Scale the records from the start through the line containing "xmin=0 ymin=56 xmax=132 ymax=73", including both ends, and write out every line again with the requests included. In the answers, multiply each bounding box coordinate by 0.8 and round it to a whole number, rounding halves up.

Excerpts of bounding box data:

* start *

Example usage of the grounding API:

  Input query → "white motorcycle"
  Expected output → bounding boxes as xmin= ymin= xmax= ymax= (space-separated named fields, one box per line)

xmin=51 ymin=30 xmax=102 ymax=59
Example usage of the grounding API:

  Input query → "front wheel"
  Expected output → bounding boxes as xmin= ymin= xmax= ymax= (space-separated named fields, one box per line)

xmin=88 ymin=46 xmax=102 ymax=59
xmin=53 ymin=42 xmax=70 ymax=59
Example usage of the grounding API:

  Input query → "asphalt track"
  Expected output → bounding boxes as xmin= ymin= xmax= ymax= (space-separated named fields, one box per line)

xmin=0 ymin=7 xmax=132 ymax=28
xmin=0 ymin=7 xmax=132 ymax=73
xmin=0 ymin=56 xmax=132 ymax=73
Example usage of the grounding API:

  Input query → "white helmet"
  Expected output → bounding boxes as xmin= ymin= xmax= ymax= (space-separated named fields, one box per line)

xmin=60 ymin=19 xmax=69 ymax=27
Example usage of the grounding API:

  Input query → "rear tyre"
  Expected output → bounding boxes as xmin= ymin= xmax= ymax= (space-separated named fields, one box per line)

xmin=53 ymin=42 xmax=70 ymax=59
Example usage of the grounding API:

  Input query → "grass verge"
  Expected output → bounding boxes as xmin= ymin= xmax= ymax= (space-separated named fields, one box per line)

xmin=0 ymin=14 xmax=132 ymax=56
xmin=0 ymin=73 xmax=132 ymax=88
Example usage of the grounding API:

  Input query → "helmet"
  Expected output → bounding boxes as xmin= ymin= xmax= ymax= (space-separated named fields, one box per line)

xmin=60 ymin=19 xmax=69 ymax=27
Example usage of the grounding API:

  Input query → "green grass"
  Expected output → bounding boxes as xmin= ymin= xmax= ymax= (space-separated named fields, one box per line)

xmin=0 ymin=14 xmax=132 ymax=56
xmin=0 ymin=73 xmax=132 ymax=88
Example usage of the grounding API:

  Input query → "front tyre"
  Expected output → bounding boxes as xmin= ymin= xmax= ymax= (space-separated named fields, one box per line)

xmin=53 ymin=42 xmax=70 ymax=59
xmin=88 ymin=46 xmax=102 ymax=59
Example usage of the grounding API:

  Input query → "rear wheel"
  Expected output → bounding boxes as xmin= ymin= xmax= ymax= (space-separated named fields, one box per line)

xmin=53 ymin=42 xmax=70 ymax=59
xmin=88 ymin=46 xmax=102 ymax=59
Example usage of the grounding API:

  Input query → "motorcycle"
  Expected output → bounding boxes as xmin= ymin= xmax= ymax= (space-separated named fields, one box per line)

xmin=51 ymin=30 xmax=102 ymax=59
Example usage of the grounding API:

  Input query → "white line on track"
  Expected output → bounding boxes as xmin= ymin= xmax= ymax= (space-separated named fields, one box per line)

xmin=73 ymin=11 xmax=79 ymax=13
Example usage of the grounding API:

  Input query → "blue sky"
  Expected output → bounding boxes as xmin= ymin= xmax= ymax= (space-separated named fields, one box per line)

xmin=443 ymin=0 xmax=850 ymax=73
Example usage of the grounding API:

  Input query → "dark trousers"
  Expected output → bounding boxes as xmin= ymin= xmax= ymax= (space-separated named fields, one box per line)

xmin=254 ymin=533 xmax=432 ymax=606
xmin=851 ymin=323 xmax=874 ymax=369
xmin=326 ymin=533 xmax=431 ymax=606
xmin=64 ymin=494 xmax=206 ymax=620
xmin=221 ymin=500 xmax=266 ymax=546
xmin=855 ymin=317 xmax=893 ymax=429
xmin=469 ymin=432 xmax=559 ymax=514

* end *

* **Exercise result**:
Example usage of the grounding API:

  Input query → "white motorcycle"
  Expected output → bounding boxes as xmin= ymin= xmax= ymax= (space-separated named fields, one box per line)

xmin=41 ymin=24 xmax=82 ymax=47
Example usage of the grounding API:

  Input query → "front wheel"
  Expected output → bounding boxes as xmin= ymin= xmax= ymax= (space-separated named fields, one box per line)

xmin=70 ymin=37 xmax=82 ymax=47
xmin=42 ymin=34 xmax=56 ymax=47
Example usage of the grounding API:

  Input query → "asphalt track"
  Expected output → bounding boxes as xmin= ymin= xmax= ymax= (space-separated named fields, one box per line)

xmin=0 ymin=6 xmax=106 ymax=22
xmin=0 ymin=6 xmax=106 ymax=58
xmin=0 ymin=45 xmax=106 ymax=58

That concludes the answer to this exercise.